— Start —

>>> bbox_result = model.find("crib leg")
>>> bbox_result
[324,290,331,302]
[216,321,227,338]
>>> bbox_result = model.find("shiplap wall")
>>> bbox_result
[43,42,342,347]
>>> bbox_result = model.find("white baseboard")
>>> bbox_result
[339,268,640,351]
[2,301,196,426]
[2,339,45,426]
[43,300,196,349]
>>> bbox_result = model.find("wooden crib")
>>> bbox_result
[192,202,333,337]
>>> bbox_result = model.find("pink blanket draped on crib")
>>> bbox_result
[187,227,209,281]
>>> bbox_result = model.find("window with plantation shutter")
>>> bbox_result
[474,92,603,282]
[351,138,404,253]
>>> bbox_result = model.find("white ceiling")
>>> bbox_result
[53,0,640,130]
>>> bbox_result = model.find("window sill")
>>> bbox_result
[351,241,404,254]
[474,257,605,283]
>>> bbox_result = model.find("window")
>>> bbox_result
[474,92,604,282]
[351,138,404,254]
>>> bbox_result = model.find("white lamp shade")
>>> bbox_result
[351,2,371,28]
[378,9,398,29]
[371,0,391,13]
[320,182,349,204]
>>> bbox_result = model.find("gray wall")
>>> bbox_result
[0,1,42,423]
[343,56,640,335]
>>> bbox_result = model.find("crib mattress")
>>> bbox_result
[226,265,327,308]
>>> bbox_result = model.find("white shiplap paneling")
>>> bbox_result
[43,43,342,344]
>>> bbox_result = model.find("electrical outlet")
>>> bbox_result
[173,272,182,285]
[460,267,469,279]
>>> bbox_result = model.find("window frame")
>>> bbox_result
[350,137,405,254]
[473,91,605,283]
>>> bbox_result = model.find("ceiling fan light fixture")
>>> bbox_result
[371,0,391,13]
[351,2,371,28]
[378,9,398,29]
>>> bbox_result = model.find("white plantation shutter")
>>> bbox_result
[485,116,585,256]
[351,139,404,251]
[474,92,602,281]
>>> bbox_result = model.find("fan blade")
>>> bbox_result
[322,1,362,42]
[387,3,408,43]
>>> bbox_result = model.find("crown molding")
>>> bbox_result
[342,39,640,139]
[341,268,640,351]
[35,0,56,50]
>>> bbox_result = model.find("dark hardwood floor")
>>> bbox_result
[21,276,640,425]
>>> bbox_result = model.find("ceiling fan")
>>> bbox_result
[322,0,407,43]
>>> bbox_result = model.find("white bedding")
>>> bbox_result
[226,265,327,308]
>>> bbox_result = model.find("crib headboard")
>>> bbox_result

— End —

Reproduce the entire listing above line for line, without changing a single character.

>>> bbox_result = model.find("crib leg")
>>> bbox_result
[324,290,331,302]
[216,321,227,338]
>>> bbox_result = model.find("shiplap wall")
>>> bbox_result
[43,42,342,347]
>>> bbox_result = model.find("white baseboard")
>>> bbox_result
[339,268,640,351]
[2,301,196,426]
[2,339,45,426]
[43,300,196,349]
>>> bbox_result = model.find("wooden crib")
>>> bbox_result
[192,202,333,337]
>>> bbox_result = model.find("pink blanket draped on crib")
>>> bbox_result
[187,227,209,281]
>>> bbox_result = model.find("window with plantation shutter")
>>> bbox_result
[474,92,603,282]
[351,138,404,253]
>>> bbox_result = model.find("white ceiling")
>>> bbox_result
[53,0,640,130]
>>> bbox_result = model.find("window sill")
>>> bbox_result
[351,241,404,254]
[474,257,605,283]
>>> bbox_result = model.find("window")
>>> bbox_result
[474,92,604,282]
[351,138,404,254]
>>> bbox_result = model.find("white lamp shade")
>>> bbox_result
[351,2,371,28]
[378,9,398,29]
[371,0,391,13]
[320,182,349,204]
>>> bbox_result = model.find("gray wall")
>>> bbox_result
[0,1,42,423]
[343,56,640,335]
>>> bbox_result = model.find("crib mattress")
>>> bbox_result
[226,265,327,308]
>>> bbox_result = model.find("white shiplap paneling")
>>> bbox_result
[43,43,342,344]
>>> bbox_result = model.find("electrical outlet")
>>> bbox_result
[173,272,182,285]
[460,267,469,279]
>>> bbox_result = model.find("window frame")
>>> bbox_result
[350,137,405,254]
[473,91,605,283]
>>> bbox_result = model.find("ceiling fan light fixture")
>>> bbox_result
[371,0,391,13]
[351,2,371,28]
[378,9,398,29]
>>> bbox_result = model.find("white plantation shutter")
>>> bbox_result
[485,116,585,256]
[351,139,404,251]
[474,92,602,281]
>>> bbox_result = model.find("fan blade")
>>> bbox_result
[322,1,362,42]
[387,3,408,43]
>>> bbox_result = model.find("crown molding")
>>> bbox_result
[342,39,640,139]
[341,268,640,351]
[35,0,56,50]
>>> bbox_result = model.find("dark hardwood floor")
>>> bbox_result
[21,276,640,425]
>>> bbox_result = model.find("ceiling fan")
>>> bbox_result
[322,0,407,43]
>>> bbox_result = model.find("white bedding")
>>> bbox_result
[226,265,327,308]
>>> bbox_result = model.find("crib headboard")
>>> bbox_result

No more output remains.